━━━ INFORMACIÓN MOSTRADA

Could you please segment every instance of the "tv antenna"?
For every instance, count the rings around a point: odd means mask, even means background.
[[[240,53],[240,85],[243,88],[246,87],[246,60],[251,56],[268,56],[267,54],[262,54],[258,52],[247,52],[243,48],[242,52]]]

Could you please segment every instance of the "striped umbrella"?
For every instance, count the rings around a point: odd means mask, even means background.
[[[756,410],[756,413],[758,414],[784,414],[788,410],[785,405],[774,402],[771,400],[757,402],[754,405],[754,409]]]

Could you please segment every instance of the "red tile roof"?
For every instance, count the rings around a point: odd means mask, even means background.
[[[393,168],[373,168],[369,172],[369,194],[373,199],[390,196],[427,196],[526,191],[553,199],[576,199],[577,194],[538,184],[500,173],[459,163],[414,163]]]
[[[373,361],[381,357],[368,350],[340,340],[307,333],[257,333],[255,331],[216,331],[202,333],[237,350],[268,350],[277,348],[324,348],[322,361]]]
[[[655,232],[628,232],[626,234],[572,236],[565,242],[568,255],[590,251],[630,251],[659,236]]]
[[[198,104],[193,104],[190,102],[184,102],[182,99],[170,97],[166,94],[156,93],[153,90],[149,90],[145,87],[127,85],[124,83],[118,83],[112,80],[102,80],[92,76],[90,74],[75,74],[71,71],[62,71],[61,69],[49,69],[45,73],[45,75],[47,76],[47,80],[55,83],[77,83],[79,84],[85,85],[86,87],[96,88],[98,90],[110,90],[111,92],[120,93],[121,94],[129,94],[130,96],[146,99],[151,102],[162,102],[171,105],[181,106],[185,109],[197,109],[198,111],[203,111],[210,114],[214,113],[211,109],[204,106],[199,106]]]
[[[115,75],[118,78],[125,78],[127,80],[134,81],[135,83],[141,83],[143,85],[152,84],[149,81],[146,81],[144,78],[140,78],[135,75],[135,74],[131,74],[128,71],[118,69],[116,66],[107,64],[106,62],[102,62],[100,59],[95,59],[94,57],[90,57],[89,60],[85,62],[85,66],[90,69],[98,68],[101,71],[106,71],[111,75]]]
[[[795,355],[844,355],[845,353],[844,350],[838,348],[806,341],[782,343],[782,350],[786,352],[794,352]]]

━━━━━━

TAREA ASIGNADA → Selecciona y copia cada línea de los registros de arriba que contenga la cadena "please", teniendo en cuenta las mayúsculas y minúsculas.

RESPUESTA CORRECTA →
Could you please segment every instance of the "tv antenna"?
Could you please segment every instance of the "striped umbrella"?
Could you please segment every instance of the "red tile roof"?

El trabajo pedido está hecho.